» EXERCISE AIM
List every line in the entries that contains the word "foliage". Copy each such line in full.

(Items from a labeling collection)
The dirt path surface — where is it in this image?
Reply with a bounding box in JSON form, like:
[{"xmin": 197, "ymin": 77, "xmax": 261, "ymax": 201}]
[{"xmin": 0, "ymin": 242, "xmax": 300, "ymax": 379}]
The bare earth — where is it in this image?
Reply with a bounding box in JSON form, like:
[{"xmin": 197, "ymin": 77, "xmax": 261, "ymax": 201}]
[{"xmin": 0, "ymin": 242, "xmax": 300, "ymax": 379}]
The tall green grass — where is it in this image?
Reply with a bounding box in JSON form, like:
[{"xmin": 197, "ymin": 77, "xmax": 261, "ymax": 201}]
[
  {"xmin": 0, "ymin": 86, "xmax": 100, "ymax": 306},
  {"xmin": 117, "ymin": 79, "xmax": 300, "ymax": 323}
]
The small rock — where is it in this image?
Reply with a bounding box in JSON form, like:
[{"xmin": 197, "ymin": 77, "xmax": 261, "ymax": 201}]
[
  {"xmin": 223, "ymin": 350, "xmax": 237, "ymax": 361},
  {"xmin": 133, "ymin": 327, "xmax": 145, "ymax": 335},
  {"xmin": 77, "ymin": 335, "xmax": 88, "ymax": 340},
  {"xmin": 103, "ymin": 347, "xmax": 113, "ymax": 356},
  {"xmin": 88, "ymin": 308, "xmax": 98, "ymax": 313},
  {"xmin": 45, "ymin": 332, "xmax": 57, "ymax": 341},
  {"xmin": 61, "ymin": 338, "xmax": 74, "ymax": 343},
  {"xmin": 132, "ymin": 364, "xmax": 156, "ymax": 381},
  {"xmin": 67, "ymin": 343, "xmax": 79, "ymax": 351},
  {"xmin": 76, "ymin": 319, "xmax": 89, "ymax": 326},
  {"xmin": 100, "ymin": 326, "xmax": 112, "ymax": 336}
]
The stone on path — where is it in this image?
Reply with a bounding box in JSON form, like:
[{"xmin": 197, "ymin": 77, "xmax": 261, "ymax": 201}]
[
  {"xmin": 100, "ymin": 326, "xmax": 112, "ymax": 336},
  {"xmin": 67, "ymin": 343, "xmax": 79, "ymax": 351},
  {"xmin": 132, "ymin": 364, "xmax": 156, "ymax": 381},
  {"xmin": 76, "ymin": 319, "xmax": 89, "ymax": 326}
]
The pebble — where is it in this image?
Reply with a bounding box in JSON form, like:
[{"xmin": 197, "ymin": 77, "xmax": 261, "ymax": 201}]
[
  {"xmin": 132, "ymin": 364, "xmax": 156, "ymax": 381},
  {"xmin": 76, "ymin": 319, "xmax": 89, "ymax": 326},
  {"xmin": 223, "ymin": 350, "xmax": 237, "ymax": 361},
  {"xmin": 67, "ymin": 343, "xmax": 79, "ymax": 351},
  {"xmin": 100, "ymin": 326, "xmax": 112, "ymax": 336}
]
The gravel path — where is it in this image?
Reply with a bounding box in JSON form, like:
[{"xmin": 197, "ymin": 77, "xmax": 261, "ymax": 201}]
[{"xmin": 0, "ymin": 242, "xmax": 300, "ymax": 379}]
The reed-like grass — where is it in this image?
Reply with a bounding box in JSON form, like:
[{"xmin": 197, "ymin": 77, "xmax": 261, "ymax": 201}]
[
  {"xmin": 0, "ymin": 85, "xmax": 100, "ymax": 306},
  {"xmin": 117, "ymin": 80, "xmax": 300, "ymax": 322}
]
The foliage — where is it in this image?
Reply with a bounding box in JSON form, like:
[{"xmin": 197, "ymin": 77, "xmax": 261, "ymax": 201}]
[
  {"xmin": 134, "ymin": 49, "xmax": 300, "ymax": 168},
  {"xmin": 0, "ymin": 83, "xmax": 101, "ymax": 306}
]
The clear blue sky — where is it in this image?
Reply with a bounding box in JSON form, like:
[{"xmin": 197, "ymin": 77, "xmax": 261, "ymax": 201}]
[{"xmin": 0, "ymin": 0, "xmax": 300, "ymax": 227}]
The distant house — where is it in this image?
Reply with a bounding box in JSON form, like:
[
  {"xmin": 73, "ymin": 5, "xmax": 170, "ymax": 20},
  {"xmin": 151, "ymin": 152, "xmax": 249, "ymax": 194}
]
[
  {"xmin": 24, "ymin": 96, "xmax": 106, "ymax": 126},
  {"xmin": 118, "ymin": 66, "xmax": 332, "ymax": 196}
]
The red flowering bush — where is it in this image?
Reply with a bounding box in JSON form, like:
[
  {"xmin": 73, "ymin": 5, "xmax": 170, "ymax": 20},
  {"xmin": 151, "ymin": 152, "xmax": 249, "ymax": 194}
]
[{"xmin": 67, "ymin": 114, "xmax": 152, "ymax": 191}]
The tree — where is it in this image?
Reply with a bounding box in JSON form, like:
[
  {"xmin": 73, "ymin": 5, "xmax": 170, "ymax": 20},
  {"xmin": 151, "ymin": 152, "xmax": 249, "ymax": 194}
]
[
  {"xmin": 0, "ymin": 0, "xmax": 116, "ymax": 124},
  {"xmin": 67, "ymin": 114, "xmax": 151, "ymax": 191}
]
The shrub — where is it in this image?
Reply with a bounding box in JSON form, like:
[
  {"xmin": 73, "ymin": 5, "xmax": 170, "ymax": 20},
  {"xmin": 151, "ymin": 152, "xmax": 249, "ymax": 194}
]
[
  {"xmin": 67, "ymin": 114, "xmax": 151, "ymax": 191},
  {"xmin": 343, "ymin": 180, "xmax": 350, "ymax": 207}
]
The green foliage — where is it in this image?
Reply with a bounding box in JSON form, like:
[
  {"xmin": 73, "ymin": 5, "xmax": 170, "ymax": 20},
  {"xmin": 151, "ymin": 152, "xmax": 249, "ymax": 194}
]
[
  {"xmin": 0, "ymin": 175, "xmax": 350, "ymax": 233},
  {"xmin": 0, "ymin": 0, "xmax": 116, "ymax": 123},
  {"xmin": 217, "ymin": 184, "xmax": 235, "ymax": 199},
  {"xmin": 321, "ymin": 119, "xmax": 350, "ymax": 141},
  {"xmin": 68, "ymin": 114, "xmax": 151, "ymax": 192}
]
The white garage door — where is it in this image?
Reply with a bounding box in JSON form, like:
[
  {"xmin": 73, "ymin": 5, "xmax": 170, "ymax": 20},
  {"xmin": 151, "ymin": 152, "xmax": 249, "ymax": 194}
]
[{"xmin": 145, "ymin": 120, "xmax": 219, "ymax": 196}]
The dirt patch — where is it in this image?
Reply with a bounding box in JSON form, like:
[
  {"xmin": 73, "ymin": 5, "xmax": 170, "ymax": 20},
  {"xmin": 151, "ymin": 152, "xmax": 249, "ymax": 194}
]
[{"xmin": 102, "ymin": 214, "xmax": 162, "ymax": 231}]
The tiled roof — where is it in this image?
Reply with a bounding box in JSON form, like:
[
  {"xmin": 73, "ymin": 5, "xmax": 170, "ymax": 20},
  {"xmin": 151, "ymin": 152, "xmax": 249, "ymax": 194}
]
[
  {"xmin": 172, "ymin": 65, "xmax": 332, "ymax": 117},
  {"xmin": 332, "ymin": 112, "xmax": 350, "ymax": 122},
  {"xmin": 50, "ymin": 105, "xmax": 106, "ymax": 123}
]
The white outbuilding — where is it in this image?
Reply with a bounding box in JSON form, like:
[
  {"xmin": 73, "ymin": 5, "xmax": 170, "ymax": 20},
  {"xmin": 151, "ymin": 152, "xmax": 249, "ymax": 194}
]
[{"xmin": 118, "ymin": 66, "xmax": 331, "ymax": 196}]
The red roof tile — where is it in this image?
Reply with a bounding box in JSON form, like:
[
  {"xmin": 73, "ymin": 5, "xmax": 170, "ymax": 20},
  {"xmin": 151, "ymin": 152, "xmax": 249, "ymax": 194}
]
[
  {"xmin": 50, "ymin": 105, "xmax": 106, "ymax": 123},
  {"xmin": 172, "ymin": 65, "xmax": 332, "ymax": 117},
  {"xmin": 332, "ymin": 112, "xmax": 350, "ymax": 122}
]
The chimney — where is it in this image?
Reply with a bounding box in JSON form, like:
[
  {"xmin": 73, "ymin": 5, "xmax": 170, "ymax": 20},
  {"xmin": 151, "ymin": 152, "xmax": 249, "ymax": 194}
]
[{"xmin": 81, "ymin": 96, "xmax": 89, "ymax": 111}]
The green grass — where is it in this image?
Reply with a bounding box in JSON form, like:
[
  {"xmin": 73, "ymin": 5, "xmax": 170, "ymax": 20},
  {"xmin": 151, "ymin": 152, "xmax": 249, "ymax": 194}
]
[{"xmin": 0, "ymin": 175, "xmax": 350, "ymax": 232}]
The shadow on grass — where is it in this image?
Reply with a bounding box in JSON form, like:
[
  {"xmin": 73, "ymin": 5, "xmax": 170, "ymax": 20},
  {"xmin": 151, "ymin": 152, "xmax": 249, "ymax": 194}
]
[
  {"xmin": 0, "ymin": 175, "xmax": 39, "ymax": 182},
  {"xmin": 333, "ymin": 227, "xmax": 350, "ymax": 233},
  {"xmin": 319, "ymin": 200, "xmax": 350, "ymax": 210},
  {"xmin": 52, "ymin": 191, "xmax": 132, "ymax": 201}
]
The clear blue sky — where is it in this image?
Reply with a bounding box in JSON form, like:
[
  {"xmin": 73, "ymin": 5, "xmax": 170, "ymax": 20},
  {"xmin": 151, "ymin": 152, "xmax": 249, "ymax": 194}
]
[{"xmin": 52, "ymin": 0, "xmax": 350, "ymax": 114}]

» EXERCISE RESULT
The foliage — where is it in this image?
The green foliage — where is it in this image?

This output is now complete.